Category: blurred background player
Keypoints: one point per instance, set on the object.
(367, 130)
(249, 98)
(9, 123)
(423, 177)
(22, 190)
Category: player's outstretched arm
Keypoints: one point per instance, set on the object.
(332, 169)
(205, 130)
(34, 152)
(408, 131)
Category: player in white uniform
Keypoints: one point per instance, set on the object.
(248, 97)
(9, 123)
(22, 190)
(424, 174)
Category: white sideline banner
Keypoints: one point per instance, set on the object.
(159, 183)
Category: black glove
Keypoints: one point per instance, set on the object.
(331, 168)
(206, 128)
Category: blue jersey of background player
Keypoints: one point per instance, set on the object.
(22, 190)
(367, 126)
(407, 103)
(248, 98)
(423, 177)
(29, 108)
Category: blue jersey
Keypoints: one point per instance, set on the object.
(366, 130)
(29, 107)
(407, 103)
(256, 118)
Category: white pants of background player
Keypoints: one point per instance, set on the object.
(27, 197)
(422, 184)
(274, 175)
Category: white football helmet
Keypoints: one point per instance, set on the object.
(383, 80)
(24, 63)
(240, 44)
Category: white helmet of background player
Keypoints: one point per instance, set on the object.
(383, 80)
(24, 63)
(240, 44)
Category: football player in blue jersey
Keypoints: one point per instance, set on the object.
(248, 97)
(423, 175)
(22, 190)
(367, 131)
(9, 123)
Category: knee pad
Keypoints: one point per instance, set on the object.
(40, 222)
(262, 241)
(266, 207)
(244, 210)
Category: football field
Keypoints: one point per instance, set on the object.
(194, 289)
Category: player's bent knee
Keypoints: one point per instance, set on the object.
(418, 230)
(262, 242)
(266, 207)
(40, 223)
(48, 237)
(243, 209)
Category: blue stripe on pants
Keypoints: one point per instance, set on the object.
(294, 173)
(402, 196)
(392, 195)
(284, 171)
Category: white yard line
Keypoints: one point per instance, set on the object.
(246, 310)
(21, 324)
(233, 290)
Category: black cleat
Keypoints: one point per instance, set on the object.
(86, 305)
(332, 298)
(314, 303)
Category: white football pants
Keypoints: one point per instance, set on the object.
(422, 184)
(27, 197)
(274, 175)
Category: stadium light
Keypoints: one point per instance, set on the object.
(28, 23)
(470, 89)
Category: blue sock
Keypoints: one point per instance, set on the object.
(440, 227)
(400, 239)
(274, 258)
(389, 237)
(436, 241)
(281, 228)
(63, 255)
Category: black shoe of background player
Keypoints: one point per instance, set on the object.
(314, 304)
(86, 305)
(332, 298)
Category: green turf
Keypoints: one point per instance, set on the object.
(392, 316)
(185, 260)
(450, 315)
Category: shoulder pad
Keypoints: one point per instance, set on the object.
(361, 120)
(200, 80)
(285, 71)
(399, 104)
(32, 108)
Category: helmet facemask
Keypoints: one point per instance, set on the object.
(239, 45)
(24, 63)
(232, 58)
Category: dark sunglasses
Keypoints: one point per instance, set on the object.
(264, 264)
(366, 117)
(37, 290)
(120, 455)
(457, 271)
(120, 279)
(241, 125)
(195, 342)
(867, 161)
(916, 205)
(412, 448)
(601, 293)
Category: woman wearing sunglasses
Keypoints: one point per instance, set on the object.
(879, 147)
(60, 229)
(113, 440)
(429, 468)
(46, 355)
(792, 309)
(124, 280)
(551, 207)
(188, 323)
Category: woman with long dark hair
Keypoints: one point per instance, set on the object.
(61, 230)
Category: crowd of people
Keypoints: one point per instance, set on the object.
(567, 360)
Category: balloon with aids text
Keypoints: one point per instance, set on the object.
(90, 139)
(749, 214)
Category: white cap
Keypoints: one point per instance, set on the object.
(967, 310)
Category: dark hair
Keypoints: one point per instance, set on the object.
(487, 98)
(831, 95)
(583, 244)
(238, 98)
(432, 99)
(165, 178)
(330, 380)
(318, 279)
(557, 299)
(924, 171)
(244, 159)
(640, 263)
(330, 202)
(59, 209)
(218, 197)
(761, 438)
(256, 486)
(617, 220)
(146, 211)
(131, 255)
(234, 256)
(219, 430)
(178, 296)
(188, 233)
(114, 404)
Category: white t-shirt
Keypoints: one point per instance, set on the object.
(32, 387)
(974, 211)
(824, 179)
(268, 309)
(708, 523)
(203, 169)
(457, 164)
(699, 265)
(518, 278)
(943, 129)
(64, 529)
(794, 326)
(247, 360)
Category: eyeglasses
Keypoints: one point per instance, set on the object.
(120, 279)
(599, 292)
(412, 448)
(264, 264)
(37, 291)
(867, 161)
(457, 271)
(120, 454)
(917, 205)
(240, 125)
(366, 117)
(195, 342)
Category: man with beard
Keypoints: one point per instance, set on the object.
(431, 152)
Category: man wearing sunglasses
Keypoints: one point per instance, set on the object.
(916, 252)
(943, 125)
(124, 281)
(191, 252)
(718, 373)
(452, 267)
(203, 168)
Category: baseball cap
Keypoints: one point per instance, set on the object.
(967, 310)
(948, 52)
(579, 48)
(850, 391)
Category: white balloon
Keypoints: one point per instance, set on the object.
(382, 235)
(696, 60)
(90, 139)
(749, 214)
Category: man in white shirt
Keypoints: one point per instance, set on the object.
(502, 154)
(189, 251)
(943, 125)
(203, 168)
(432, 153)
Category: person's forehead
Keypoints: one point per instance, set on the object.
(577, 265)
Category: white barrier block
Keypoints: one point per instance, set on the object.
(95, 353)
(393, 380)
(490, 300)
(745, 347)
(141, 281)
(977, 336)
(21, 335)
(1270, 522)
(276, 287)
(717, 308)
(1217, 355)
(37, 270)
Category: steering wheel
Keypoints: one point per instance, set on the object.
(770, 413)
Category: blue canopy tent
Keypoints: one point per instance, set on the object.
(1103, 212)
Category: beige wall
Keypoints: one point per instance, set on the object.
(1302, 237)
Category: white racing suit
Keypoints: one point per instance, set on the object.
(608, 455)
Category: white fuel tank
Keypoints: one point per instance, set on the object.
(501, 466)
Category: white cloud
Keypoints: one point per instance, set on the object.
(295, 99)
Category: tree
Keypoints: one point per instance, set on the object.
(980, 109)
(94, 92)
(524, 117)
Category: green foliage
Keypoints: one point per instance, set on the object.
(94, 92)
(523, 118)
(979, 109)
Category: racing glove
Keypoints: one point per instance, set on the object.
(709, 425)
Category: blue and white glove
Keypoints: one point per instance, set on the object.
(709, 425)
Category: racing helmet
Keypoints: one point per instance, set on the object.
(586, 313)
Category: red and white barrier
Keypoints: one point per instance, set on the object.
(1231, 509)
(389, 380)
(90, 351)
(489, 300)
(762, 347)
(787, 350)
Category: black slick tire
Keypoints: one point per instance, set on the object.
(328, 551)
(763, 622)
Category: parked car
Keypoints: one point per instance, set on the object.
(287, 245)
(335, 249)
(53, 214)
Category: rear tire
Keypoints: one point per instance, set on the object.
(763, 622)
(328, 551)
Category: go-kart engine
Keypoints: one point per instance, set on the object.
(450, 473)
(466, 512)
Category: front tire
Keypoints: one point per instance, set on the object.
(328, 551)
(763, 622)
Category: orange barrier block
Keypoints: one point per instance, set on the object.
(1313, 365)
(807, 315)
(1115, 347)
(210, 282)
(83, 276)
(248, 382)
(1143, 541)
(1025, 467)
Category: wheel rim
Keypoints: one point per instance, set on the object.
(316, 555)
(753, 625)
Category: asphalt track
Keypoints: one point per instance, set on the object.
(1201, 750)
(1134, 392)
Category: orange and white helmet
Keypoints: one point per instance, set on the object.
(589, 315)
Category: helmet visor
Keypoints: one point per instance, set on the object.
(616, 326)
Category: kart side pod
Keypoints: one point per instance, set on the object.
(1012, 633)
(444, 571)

#### TO BE DONE
Copy out the whole listing exactly; please set it all down.

#### THE COMPLETED TASK
Category: blurred background player
Keypoints: one point per instance, set on the object.
(367, 130)
(249, 98)
(9, 123)
(423, 177)
(22, 190)
Category: player's outstretched arm
Keypoints: one point per instance, set on the object.
(332, 169)
(205, 130)
(34, 152)
(408, 131)
Category: player in white uniform
Keypoints: one point per instance, set on the object.
(248, 97)
(9, 123)
(22, 190)
(424, 174)
Category: white sideline banner
Keypoints: one point per instance, set on the object.
(159, 183)
Category: black glove
Keypoints: one point per instance, set on the object.
(331, 168)
(206, 128)
Category: blue jersey of background player
Keypoints: one point per instance, set on the object.
(22, 190)
(367, 126)
(407, 103)
(248, 98)
(423, 177)
(29, 108)
Category: blue jersey
Keypoints: one point per instance, set on the object.
(366, 130)
(29, 107)
(407, 103)
(256, 118)
Category: white pants of background player
Keypoints: one point per instance, set on the object.
(27, 197)
(422, 184)
(274, 175)
Category: white football helmet
Keypoints: one point per instance, set on the object.
(383, 80)
(24, 63)
(240, 44)
Category: white helmet of background player
Keypoints: one point per instance, set on the object.
(383, 80)
(24, 63)
(240, 44)
Category: football player in blue jersey
Keypoints: one point per instance, set on the object.
(248, 97)
(423, 175)
(22, 190)
(367, 131)
(9, 123)
Category: knee pad
Keypoints: one point per instance, set on the object.
(40, 222)
(262, 241)
(266, 207)
(244, 210)
Category: football field
Keypoints: one point per instance, set on the object.
(194, 289)
Category: player's bent knee
Keypoints: one point per instance, set on the object.
(418, 230)
(262, 242)
(266, 207)
(40, 223)
(48, 237)
(243, 209)
Category: blue stripe on pants
Keypoints: one point per instance, set on the object.
(294, 173)
(402, 196)
(392, 195)
(284, 171)
Category: white yard line
Keypoints: one point per instance, set on the object.
(246, 310)
(21, 324)
(233, 290)
Category: black cleat
Keypoints: one point per instance, set on the object.
(86, 305)
(332, 298)
(314, 303)
Category: white football pants
Keypoints: one point per instance, set on the object.
(422, 184)
(27, 197)
(274, 175)
Category: stadium light
Keypoints: one point per instance, set on the object.
(28, 23)
(470, 89)
Category: blue sock
Keypoints: one point per instance, set on the object.
(440, 227)
(400, 239)
(274, 258)
(389, 237)
(436, 241)
(281, 228)
(63, 255)
Category: black shoe of background player
Keypoints: one point per instance, set on the object.
(314, 304)
(86, 305)
(332, 298)
Category: green turf
Keypoints: one point per instance, set on the object.
(392, 316)
(185, 260)
(450, 315)
Category: shoulder pad
Keypoints: one point per instance, set on the object.
(361, 120)
(200, 80)
(285, 71)
(399, 104)
(32, 108)
Category: helmet facemask
Keypoints: one point per instance, set on the object.
(239, 45)
(24, 63)
(232, 58)
Category: dark sunglasses
Keypoints: one point per instance, set on the object.
(264, 264)
(366, 117)
(37, 290)
(120, 455)
(457, 271)
(120, 279)
(241, 125)
(195, 342)
(867, 161)
(916, 205)
(412, 448)
(601, 293)
Category: woman wearing sunglasses
Keypoints: one point per instance, set on the object.
(879, 147)
(60, 229)
(113, 440)
(429, 468)
(46, 355)
(792, 309)
(124, 280)
(551, 207)
(188, 323)
Category: woman with long dark hair
Keypoints: one point per instance, set on the object.
(61, 230)
Category: crowd of people
Keypoints: one point per instance, set on the object.
(567, 360)
Category: balloon with aids text
Keypoints: one point per instance, set on the object.
(90, 139)
(749, 214)
Category: white cap
Keypoints: one point per instance, set on the object.
(967, 310)
Category: dark hair
Keypoints: one point per instance, set on the object.
(487, 98)
(831, 95)
(583, 244)
(238, 98)
(432, 99)
(165, 178)
(330, 380)
(318, 279)
(557, 299)
(924, 171)
(244, 159)
(640, 263)
(330, 202)
(59, 209)
(218, 197)
(761, 438)
(256, 486)
(617, 220)
(146, 211)
(131, 255)
(234, 256)
(219, 430)
(178, 296)
(188, 233)
(114, 404)
Category: white t-shirt
Keypoints: one point per instance, set on the object.
(32, 387)
(974, 211)
(824, 179)
(268, 309)
(708, 523)
(203, 169)
(457, 164)
(699, 265)
(518, 278)
(943, 129)
(64, 529)
(794, 326)
(247, 360)
Category: eyeglasses
Keypoints: one point per instance, set on the object.
(120, 279)
(599, 292)
(412, 448)
(264, 264)
(37, 291)
(867, 161)
(457, 271)
(120, 454)
(917, 205)
(240, 125)
(366, 117)
(195, 342)
Category: man with beard
Keypoints: one point per instance, set on the object.
(431, 152)
Category: man wearing sunglasses
Keypoints: one point per instance, set on the object.
(916, 252)
(943, 125)
(124, 281)
(191, 252)
(718, 373)
(452, 267)
(203, 168)
Category: baseball cap
Keypoints: one point per instance, set on the object.
(967, 310)
(948, 52)
(579, 48)
(850, 391)
Category: white balloon
Keypoints: one point per instance, set on the object.
(382, 235)
(696, 60)
(90, 139)
(749, 214)
Category: man in white shirt
Keypoints: one point per instance, set on the object.
(502, 154)
(189, 251)
(943, 125)
(203, 168)
(432, 153)
Category: person's forehead
Keypoints: one point per instance, set on the object.
(577, 265)
Category: white barrier block
Keypoints: one point per instance, set on the object.
(95, 353)
(393, 380)
(490, 300)
(745, 347)
(141, 281)
(977, 336)
(21, 335)
(1270, 522)
(276, 287)
(717, 308)
(1217, 355)
(37, 270)
Category: steering wheel
Keypoints: one point per instance, set on the object.
(770, 413)
Category: blue canopy tent
Keypoints: one point per instance, set on the object.
(1103, 212)
Category: beige wall
Keypoints: one point per instance, set on the object.
(1302, 237)
Category: white racing suit
Keypoints: one point per instance, set on the object.
(608, 455)
Category: white fuel tank
Keypoints: one point per instance, set on the object.
(501, 466)
Category: white cloud
Keypoints: one point per instance, set on the object.
(295, 99)
Category: tree
Keypoints: one point per instance, set on the object.
(980, 109)
(94, 92)
(524, 117)
Category: green foliage
Keypoints: one point per instance, set on the object.
(94, 92)
(523, 118)
(979, 109)
Category: racing glove
Keypoints: one point per instance, set on the object.
(709, 425)
Category: blue and white glove
Keypoints: one point per instance, set on the object.
(709, 425)
Category: racing helmet
Keypoints: one point per instance, set on the object.
(586, 313)
Category: red and white barrier
Keypoints: one point per instance, set on the object.
(1231, 509)
(389, 380)
(90, 351)
(489, 300)
(762, 347)
(787, 350)
Category: black slick tire
Keypoints: one point per instance, set on the object.
(328, 551)
(763, 622)
Category: parked car
Keypoints: one point per instance, set on the object.
(287, 245)
(335, 249)
(53, 214)
Category: rear tire
Keypoints: one point per instance, set on the object.
(763, 622)
(328, 551)
Category: go-kart engine
Keypoints: one point per instance, set on the object.
(450, 473)
(466, 512)
Category: front tire
Keypoints: one point per instance, set on the object.
(328, 551)
(763, 622)
Category: orange barrier block
Keypoints: one point per instance, set on the object.
(1313, 365)
(807, 315)
(1115, 347)
(210, 282)
(83, 276)
(248, 382)
(1143, 541)
(1025, 467)
Category: wheel rim
Keypoints: one point per instance, set on the object.
(316, 555)
(753, 625)
Category: asphalt track
Keypoints: one point per instance, set on the object.
(1201, 750)
(1134, 392)
Category: orange and white helmet
Keypoints: one point per instance, set on the object.
(589, 315)
Category: helmet visor
Keypoints: one point per instance, set on the object.
(616, 326)
Category: kart side pod
Keypoints: one point per instance, set on the object.
(1012, 633)
(444, 571)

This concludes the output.